Take the lines below beginning at the line that has "This is for a safety audit: please locate the catamaran" and stopping after the line that has "This is for a safety audit: please locate the turquoise", and print them exactly as they are, with no other lines.

- [Raw data]:

+ + +

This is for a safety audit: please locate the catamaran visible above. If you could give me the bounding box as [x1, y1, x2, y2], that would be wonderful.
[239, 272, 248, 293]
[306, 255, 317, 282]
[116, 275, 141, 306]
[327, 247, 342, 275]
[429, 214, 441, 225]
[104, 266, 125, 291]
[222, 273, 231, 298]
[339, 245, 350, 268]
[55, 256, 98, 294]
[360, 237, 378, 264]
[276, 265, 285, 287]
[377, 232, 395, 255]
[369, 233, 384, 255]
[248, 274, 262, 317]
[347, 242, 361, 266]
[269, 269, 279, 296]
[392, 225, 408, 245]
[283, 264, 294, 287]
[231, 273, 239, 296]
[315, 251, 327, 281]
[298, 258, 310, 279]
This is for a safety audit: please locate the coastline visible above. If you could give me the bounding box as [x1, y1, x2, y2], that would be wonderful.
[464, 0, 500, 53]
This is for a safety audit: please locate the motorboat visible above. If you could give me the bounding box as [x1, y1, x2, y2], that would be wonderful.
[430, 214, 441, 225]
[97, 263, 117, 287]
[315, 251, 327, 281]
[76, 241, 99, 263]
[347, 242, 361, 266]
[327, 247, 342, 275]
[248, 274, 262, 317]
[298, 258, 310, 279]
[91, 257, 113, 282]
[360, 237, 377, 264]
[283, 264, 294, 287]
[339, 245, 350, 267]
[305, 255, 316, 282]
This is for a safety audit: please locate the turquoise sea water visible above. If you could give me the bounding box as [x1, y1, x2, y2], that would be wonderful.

+ + +

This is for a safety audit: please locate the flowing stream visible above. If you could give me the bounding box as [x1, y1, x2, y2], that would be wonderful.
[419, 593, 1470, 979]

+ + +

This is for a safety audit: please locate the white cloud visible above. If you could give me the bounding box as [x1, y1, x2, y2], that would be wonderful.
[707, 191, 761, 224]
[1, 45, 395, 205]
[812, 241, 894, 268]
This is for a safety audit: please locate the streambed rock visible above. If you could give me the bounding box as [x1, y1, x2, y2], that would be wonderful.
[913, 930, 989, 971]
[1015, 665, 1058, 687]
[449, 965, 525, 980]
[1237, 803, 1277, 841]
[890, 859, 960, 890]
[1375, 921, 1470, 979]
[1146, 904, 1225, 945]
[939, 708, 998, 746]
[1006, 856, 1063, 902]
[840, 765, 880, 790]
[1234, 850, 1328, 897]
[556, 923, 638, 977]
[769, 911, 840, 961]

+ + +

- [Written answer]:
This is for a safety audit: please locate the catamaran visible above. If you could give me the bounding box as [x1, y1, x2, y2], that would be wonderful.
[239, 272, 248, 293]
[306, 255, 317, 282]
[116, 275, 141, 306]
[327, 247, 342, 275]
[429, 214, 441, 225]
[104, 266, 125, 291]
[222, 273, 231, 298]
[339, 245, 350, 268]
[55, 256, 98, 294]
[360, 237, 378, 264]
[276, 265, 285, 287]
[377, 232, 395, 255]
[369, 233, 384, 255]
[248, 274, 262, 317]
[347, 242, 361, 266]
[269, 269, 279, 296]
[392, 225, 408, 245]
[283, 264, 294, 287]
[231, 273, 239, 296]
[315, 251, 327, 281]
[298, 258, 310, 279]
This is for a safety audit: please locate the coastline visible above. If you could give me the bounding box as [x1, y1, x2, y2], that would be wonderful.
[464, 0, 500, 53]
This is for a safety audit: please locate the motorboat visible above. If you could give me the bounding box as [x1, y1, x2, y2], that would be wonderful.
[430, 214, 441, 225]
[97, 263, 117, 287]
[315, 251, 327, 281]
[76, 241, 99, 263]
[347, 242, 361, 266]
[327, 247, 342, 275]
[248, 274, 262, 317]
[298, 258, 310, 279]
[91, 257, 113, 282]
[360, 237, 377, 264]
[283, 264, 294, 287]
[339, 245, 350, 267]
[305, 255, 316, 282]
This is for a safety audit: please locate the turquoise sea water visible above. If you could give me the bounding box as [x1, y1, x2, y2], that would be wonderful.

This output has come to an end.